• _Written request_:
How many lines in the items below contain the word "person"? Reply with the number alone.

----------------

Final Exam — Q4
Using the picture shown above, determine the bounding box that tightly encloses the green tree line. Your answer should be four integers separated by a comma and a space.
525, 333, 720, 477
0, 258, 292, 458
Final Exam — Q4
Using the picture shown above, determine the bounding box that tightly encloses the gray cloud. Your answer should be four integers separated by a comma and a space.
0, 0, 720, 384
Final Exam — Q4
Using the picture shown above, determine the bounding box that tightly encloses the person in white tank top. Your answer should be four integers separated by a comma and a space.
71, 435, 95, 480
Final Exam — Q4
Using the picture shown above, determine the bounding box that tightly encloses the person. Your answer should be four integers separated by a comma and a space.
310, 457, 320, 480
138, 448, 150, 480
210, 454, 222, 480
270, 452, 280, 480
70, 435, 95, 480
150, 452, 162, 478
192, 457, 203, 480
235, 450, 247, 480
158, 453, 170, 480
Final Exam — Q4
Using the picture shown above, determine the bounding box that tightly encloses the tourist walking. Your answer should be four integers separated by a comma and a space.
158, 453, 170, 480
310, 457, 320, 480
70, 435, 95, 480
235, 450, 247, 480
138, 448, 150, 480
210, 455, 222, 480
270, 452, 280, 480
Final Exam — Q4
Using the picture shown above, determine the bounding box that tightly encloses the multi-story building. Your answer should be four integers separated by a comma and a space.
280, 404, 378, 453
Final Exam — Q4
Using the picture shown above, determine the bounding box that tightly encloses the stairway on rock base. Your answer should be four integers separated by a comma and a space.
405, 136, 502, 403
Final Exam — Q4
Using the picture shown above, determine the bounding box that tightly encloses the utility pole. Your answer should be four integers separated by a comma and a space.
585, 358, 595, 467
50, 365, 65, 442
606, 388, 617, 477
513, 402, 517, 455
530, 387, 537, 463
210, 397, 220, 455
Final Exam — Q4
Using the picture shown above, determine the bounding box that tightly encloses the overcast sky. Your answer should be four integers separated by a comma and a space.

----------------

• _Finished answer_:
2